AVAILABLE RECORDS
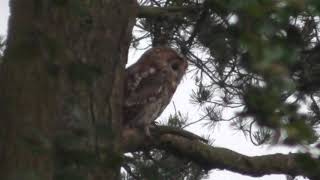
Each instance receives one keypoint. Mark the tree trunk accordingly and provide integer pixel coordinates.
(61, 89)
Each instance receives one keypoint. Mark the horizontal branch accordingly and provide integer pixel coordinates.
(210, 157)
(165, 12)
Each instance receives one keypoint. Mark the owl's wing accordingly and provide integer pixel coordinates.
(145, 88)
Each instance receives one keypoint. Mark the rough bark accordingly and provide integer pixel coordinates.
(61, 84)
(191, 147)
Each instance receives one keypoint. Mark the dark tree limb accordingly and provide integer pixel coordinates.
(165, 12)
(210, 157)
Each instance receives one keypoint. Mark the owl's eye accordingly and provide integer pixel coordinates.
(175, 66)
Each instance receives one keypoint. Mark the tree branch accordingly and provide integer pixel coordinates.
(165, 12)
(210, 157)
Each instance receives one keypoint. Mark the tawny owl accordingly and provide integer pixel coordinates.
(150, 84)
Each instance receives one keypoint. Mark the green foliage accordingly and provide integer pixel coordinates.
(258, 58)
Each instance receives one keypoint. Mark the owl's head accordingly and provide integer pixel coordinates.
(168, 60)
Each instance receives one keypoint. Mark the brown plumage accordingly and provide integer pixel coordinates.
(150, 85)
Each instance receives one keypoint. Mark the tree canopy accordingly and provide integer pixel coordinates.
(62, 71)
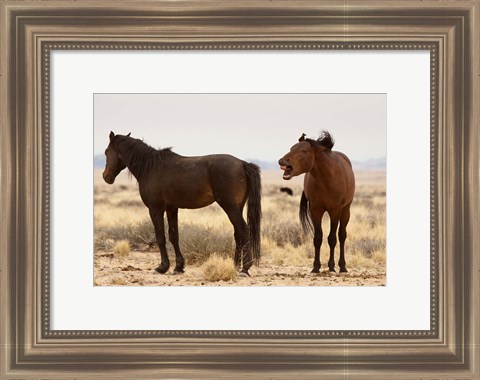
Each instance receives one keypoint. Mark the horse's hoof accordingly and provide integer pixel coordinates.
(161, 270)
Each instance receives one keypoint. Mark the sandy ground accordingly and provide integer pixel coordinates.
(138, 270)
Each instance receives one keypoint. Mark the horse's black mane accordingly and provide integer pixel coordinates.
(326, 140)
(141, 157)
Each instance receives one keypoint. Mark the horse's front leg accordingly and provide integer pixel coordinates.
(317, 215)
(172, 217)
(157, 219)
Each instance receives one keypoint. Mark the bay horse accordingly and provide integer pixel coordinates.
(329, 186)
(168, 181)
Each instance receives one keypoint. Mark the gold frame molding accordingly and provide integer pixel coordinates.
(32, 29)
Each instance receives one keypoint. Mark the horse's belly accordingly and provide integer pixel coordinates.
(191, 200)
(195, 203)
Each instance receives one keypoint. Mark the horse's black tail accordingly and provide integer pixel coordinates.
(254, 212)
(305, 218)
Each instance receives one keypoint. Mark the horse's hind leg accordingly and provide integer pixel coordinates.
(242, 248)
(332, 241)
(342, 236)
(157, 220)
(172, 217)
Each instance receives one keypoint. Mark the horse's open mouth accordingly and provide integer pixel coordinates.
(287, 171)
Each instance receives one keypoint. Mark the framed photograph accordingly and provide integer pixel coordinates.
(99, 278)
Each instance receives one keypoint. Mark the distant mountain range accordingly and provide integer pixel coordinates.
(371, 164)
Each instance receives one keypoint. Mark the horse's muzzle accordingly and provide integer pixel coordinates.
(108, 179)
(286, 166)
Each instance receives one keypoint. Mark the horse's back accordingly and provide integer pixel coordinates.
(335, 190)
(227, 177)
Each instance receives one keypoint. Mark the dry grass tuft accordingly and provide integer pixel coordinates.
(122, 248)
(218, 268)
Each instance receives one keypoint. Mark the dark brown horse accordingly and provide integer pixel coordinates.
(168, 181)
(329, 186)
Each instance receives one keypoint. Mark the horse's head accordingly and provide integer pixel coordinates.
(114, 162)
(300, 159)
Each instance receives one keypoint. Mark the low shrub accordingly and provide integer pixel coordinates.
(218, 268)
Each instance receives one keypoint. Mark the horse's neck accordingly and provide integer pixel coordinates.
(322, 168)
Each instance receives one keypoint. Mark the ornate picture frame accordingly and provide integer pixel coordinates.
(32, 30)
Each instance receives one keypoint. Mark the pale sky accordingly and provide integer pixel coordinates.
(248, 126)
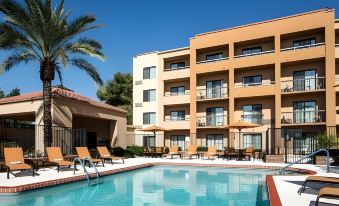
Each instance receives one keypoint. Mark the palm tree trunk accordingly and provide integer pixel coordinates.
(47, 73)
(47, 98)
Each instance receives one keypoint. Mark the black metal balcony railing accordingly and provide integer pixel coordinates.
(253, 118)
(302, 117)
(212, 121)
(175, 119)
(169, 94)
(254, 54)
(176, 68)
(309, 84)
(212, 60)
(212, 93)
(302, 47)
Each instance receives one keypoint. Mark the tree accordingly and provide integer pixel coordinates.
(14, 92)
(119, 92)
(34, 31)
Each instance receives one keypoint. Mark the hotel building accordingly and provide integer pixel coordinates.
(280, 74)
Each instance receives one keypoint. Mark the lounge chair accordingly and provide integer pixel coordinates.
(211, 153)
(191, 151)
(159, 151)
(14, 161)
(105, 155)
(230, 152)
(323, 179)
(327, 192)
(173, 151)
(55, 156)
(83, 153)
(249, 152)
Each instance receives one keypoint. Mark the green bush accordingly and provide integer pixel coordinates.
(138, 150)
(325, 141)
(202, 149)
(118, 151)
(129, 153)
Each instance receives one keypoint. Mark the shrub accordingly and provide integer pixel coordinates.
(202, 149)
(118, 151)
(325, 141)
(137, 150)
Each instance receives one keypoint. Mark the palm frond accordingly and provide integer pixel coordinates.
(85, 66)
(15, 59)
(86, 46)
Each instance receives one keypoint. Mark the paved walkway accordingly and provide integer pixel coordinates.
(287, 186)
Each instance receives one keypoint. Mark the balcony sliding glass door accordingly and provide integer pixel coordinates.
(214, 89)
(304, 80)
(304, 112)
(215, 116)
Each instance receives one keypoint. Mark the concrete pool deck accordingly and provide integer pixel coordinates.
(286, 186)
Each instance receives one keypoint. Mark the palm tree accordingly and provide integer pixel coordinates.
(34, 31)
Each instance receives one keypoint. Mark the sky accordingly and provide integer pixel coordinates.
(137, 26)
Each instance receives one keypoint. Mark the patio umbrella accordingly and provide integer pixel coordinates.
(154, 129)
(241, 125)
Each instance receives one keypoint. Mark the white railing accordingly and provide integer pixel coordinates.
(177, 68)
(254, 54)
(302, 47)
(212, 60)
(240, 85)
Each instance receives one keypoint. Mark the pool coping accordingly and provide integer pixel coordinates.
(272, 190)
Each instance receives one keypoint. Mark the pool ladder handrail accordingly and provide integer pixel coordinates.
(308, 156)
(82, 163)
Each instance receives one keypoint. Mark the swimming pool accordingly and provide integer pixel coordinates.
(158, 185)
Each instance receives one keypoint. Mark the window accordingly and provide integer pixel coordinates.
(216, 56)
(304, 112)
(149, 141)
(304, 42)
(252, 140)
(149, 72)
(177, 91)
(304, 80)
(149, 118)
(149, 95)
(252, 80)
(214, 89)
(177, 115)
(252, 113)
(178, 65)
(252, 50)
(215, 116)
(178, 140)
(215, 140)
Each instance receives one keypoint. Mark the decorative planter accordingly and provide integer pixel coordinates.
(321, 160)
(275, 158)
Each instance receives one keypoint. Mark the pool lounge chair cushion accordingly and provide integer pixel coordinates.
(318, 179)
(329, 192)
(14, 160)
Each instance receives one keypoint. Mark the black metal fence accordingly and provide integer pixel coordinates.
(31, 139)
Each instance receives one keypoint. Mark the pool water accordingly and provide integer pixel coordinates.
(158, 185)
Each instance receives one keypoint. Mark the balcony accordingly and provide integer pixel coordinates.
(176, 123)
(303, 117)
(254, 90)
(176, 98)
(212, 121)
(303, 85)
(305, 52)
(253, 118)
(254, 54)
(212, 94)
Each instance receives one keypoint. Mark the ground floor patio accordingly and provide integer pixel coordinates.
(286, 186)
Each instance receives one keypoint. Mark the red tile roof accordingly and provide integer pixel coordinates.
(60, 93)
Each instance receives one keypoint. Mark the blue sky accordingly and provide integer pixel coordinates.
(137, 26)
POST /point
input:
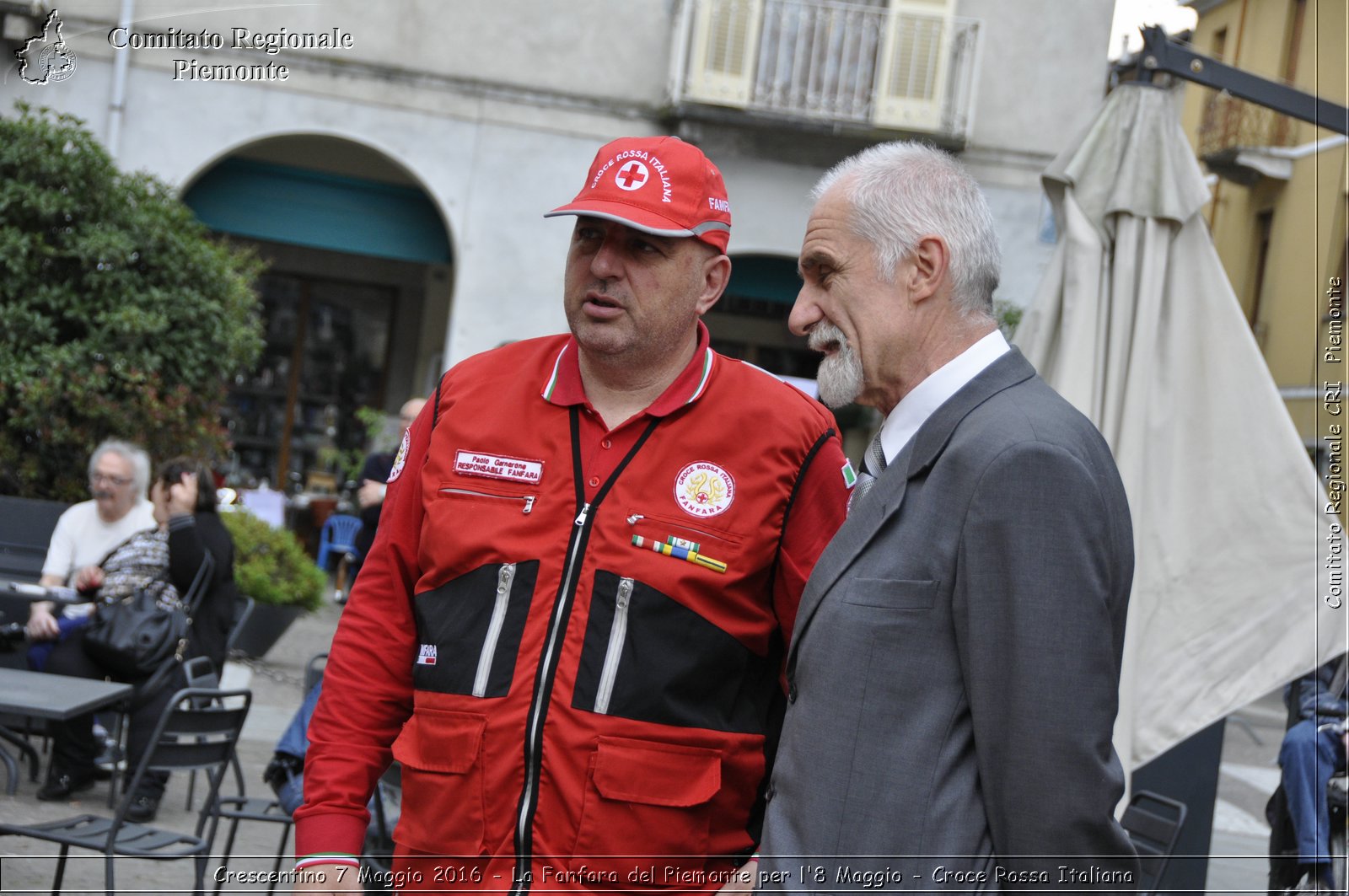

INSTRUCTIONS TO FOLLOW
Return the data exactly as it stands, minus the pictures.

ANSWER FOR THIS EXERCISE
Each instance receives one keypoint. Mark the tree trunk accordingly and provide integer pixel coordinates.
(61, 89)
Each instance receives one keypoint. Mark the horizontal branch accordingly and provide integer pixel coordinates.
(210, 157)
(165, 12)
Each instance receives one keypoint. Mark the owl's wing accordingly and provide integer pixel coordinates.
(145, 88)
Each instance receives one keypoint. Mark the rough bark accordingly and provide integer pixel coordinates.
(61, 84)
(191, 147)
Each instance receives one keypoint. Mark the dark tree limb accordingly and provide integer pixel coordinates.
(165, 12)
(210, 157)
Each instance receives one keypoint. Mark the owl's eye accordingly and provide integer pixel coordinates.
(175, 66)
Each instance receives one keypoint. Mark the tree branch accordingly and provide integer pixel coordinates.
(165, 12)
(210, 157)
Each instance receives one keypoint. Mark the tawny owl accordingly and provide integer pixel coordinates.
(150, 84)
Each instance receives one keypoint. Mark the green foliage accordingly and provide integer pixel coordinates.
(258, 58)
Each instance receives one keypoint. Mark the owl's head accordingly and provide integer pixel coordinates.
(168, 60)
Each instance receives one keypoint. Mark the brown plumage accordingly and provide integer pixel coordinates.
(150, 85)
Each instance receives one keypoint. Mark the tree canopy accordingly and provide integer pixel coordinates.
(62, 71)
Each instance receives one keypoint. Mark the horse's hoof accordingly and provide integer pixel coordinates.
(161, 270)
Each instance receives one keypoint. Mark the sandy ground accordingly and provide integer pixel coordinates.
(138, 270)
Each instance receives one keypoint. Mark the horse's black mane accordingly and provide integer pixel coordinates.
(326, 140)
(141, 157)
Each instance receives one keypoint. Mark the horse's front leg accordingly and provide integer pixel coordinates.
(317, 215)
(172, 217)
(157, 219)
Each instance receives one keypoint. Mark the bay horse accordingly and provide integer pixel coordinates.
(329, 186)
(168, 181)
Each instance receives one keypoint. Mark the gold frame molding accordingly and provide integer pixel coordinates.
(32, 29)
Each instance receives one keypoint. Mark the horse's belly accordingly and provide integer pixel coordinates.
(191, 200)
(195, 203)
Each instance receives one keypoint. Mark the horse's black tail accordingly and provide integer pixel coordinates.
(254, 212)
(305, 218)
Each instance receives one keypoint. Mark the horse's hind leg accordingly and provide integer pixel coordinates.
(242, 248)
(332, 241)
(342, 236)
(157, 220)
(172, 217)
Each instance receives one keypoint. Mark the horse's open mouth accordingly and provide integer pixel coordinates.
(287, 171)
Each instance receives one keypoint. Mark the framed photograph accordingly and provide integer pixel coordinates.
(99, 278)
Each instance receives one keypoint. Mark the distant mountain range accordingly and provide integer pixel coordinates.
(371, 164)
Each instance receives one keypoint. Mark the horse's muzzle accordingly and provide integer pixel coordinates.
(108, 179)
(286, 166)
Each instance receives one keypoint. Mark the horse's back accordingly and provide integer pixel coordinates.
(335, 190)
(227, 177)
Each instance receives one keypoint. Mark the dry grass tuft accordingly and provide integer pixel coordinates.
(122, 248)
(218, 268)
Each instance receives one keypoint. Mark the dark brown horse accordingly and provide integer pixel coordinates.
(168, 181)
(329, 186)
Each instance receives one keypoint. Mark the horse's head accordingly and provide integer pixel coordinates.
(114, 162)
(300, 159)
Each instance receives one keypoint. Mark the low shrub accordingly and provide integer pixel coordinates.
(218, 268)
Each instance receives one keypoint. Mark the horse's neck accordingly and provide integer pixel coordinates.
(322, 168)
Each instance receives one keypoint. Mark the ornate picture frame accordingly and provide integer pixel coordinates.
(32, 30)
Each instance receives one keypoint. Mark the pale sky accordingly and provide integer pixel coordinates.
(248, 126)
Each instance receives one keypoint. Mark the palm tree trunk accordingly and provide integer pixel coordinates.
(47, 73)
(47, 98)
Each instance receives one keypoint. Mark the black metal balcony railing accordingly and provide integer pixel coordinates.
(253, 118)
(302, 117)
(212, 121)
(175, 119)
(169, 94)
(254, 54)
(176, 68)
(309, 84)
(212, 60)
(212, 93)
(302, 47)
Each instance receives one keypoint. Mark the tree accordingly and provide integer pixel coordinates.
(14, 92)
(119, 92)
(34, 31)
Each instance receives one keypoint. Mark the hotel building accordingly and provide integer pixel coordinates.
(280, 74)
Each instance receives one keypoint. Mark the lounge chair accordingly and provide integer pixel coordinates.
(211, 153)
(191, 151)
(159, 151)
(14, 161)
(105, 155)
(230, 152)
(323, 179)
(327, 192)
(173, 151)
(55, 156)
(83, 153)
(249, 152)
Each instance receives one keypoint. Mark the green bush accordingly and provide integer pixel coordinates.
(138, 150)
(325, 141)
(202, 149)
(118, 151)
(129, 153)
Each instance receives one keypoint. Mark the shrub accordingly and provide integer pixel coordinates.
(202, 149)
(118, 151)
(325, 141)
(137, 150)
Each instance receives one keypoint. Mark the palm frond accordingly and provide integer pixel coordinates.
(85, 66)
(15, 59)
(86, 46)
Each instance receives one keypoint. Mark the paved walkway accordingly and provide integer pixel coordinates.
(287, 186)
Each instance receives one keypoint. Mark the balcony sliding glass door accordingly and provide integer pixel coordinates.
(214, 89)
(304, 80)
(304, 112)
(215, 116)
Each instance receives one keypoint. Mark the concrete pool deck accordingly and provide integer pixel coordinates.
(286, 186)
Each instance receives one keypoint. Mark the palm tree accordingly and provide integer pixel coordinates.
(34, 31)
Each instance receives one keypoint. Mark the sky accordingly and provide integer pixel coordinates.
(137, 26)
Each instance receives one keypoint. Mark the patio umbrella accordingly and provide integer pixel coordinates.
(154, 129)
(241, 125)
Each instance receives one keypoint. Mark the white railing accordingly and provide integer pixel coordinates.
(177, 68)
(254, 54)
(302, 47)
(212, 60)
(240, 85)
Each instance receives one keypoint. Mark the pool coping accordingly and provide integer pixel coordinates.
(272, 190)
Each instance receives one keypoint. Mark the pool ladder handrail accordingly and provide integer pixel coordinates.
(308, 156)
(82, 163)
Each instance receives one keypoint. Mark the swimming pool accordingly and provide integer pixel coordinates.
(158, 185)
Each instance receives one keypoint. Mark the window accordingly and provide integer pixel coordinates.
(216, 56)
(304, 112)
(149, 141)
(304, 42)
(252, 140)
(149, 72)
(177, 91)
(304, 80)
(149, 118)
(149, 95)
(252, 80)
(214, 89)
(177, 115)
(252, 113)
(178, 65)
(252, 50)
(215, 116)
(178, 140)
(215, 140)
Each instance receives one keypoint. Mark the decorative planter accordingly and provide integer pixel coordinates.
(321, 160)
(275, 158)
Each instance receives one keypoint. Mark the pool lounge chair cushion accordingly and provide integer pixel coordinates.
(318, 179)
(329, 192)
(14, 160)
Each instance receives one keypoint. Mark the black metal fence accordingly and provide integer pixel coordinates.
(31, 139)
Each instance receives one keypoint. Mark the pool water accordingly and provide integer pixel coordinates.
(158, 185)
Each instance receives one keypoint. Mark the balcony accordingly and provide integer pixel coordinates.
(176, 123)
(303, 117)
(254, 90)
(176, 98)
(212, 121)
(303, 85)
(305, 52)
(253, 118)
(254, 54)
(212, 94)
Each instance receives one keypoint. Mark the ground floor patio accordingly and provide integer pixel coordinates.
(286, 186)
Each instance receives one keypoint. Mark the red tile roof accordingly and provide integer pixel coordinates.
(60, 93)
Each instance receives one keypoint. Mark the blue sky accordingly and provide integer pixel coordinates.
(137, 26)
POST /point
input:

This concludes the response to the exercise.